■ Written instruction ■
Word for word, quote all of the material, omitting the pictures.

── Entries ──

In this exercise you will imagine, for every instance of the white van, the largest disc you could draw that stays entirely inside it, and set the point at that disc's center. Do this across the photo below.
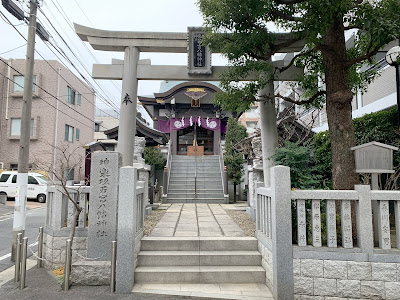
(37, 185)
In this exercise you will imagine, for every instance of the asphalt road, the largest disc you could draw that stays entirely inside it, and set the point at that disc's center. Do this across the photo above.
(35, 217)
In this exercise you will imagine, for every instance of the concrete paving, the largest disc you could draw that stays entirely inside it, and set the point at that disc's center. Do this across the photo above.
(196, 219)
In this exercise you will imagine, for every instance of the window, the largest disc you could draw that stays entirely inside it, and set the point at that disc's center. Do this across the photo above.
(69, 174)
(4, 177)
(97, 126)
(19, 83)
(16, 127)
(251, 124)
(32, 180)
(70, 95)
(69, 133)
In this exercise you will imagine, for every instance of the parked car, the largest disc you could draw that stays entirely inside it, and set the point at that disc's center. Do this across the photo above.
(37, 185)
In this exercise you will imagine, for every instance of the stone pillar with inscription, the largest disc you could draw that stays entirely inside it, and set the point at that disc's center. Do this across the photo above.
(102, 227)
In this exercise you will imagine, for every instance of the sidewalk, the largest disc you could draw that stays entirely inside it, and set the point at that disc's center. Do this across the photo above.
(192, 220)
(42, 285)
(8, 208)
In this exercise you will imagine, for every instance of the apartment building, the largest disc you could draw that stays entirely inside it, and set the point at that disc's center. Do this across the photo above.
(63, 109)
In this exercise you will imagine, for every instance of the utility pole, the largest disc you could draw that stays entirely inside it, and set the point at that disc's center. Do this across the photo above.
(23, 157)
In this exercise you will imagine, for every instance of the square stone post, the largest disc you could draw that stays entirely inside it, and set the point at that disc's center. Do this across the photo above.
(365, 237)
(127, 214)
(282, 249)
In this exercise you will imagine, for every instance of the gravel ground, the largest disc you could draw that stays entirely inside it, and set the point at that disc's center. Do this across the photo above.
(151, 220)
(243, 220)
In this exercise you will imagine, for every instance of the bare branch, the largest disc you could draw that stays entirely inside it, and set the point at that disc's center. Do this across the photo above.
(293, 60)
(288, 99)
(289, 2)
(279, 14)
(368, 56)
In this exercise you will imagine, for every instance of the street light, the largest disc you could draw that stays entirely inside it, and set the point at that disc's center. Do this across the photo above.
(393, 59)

───

■ Task answer ■
In this exercise you will imagine, for every instance of the white van, the largest disc you could draw that stays entirely inside it, and set the point at that disc's center. Do this across the photo below.
(37, 185)
In this exercise you will imagine, for every instance of the asphalt road, the largest disc you could draw that stays entirely inside it, and set the point at that disc's center. Do this across the photo above.
(35, 217)
In this exercise you will imagine, for every instance of the concrete paving, the largest disc you could draw that stays entirely inside it, and set the point at that disc's center. Do this across the photo above.
(196, 219)
In this exercise you will imagine, for every instance of the window, the largest disc you could draw that stays entirely inside it, and set the point at that disc's center. Do this across the photo above.
(69, 174)
(4, 177)
(97, 126)
(19, 83)
(16, 127)
(251, 124)
(32, 180)
(70, 95)
(69, 133)
In this exercise you will imagine, for every instance of the parked car, the largest disc you could draw that stays entirely inside it, and set the point at that disc's center. Do this across the photo above.
(37, 185)
In this exercise you will imagine, for every instance of the stone pillar with inscription, the largest disc you could draw that stays entirely inside it, and set the point at that disc's center. Do this across the photo above.
(102, 227)
In this exercise you will imagine, for every instance of the sidewalk, the largest disc you could draw that stays entirely inside it, and set the point at that disc's center. Do this across the photo above.
(192, 220)
(42, 285)
(8, 208)
In this exercise you will imagine, for every instance of the apartment building, the largest disc you could draw that stays entirely inside it, and set the point at that disc's center. Do this across the photo above.
(63, 109)
In this exercise you will imagine, for every instance of the utility pole, the largest disc you could draw that stays entirely inside it, and set the point at that disc's center. Do this across the photo above.
(23, 157)
In this exercise you will imagine, for every instance of the square stone post, the largest disc you could draw that stays entirely inside it, and set the point at that disc's center. Do this across the photo above.
(365, 237)
(127, 214)
(282, 249)
In this exercise you will imagine, for every instance of the gravel ground, the largest disc you could draw that stays entirely inside it, and set the point at that disc's center. Do this across the photo above.
(151, 220)
(243, 220)
In this exercise you will imagine, for every instance of the bare branch, the largest disc you could draw that stays entirely inside it, and set the point at that disc's center. Do this across the photo above.
(293, 60)
(288, 99)
(289, 2)
(279, 14)
(368, 56)
In this exercise you will imagine, for every instance of the street light, the largest disc you could draw that stays entirely inside it, and set the point at that disc's center. Do this across the photo above.
(393, 59)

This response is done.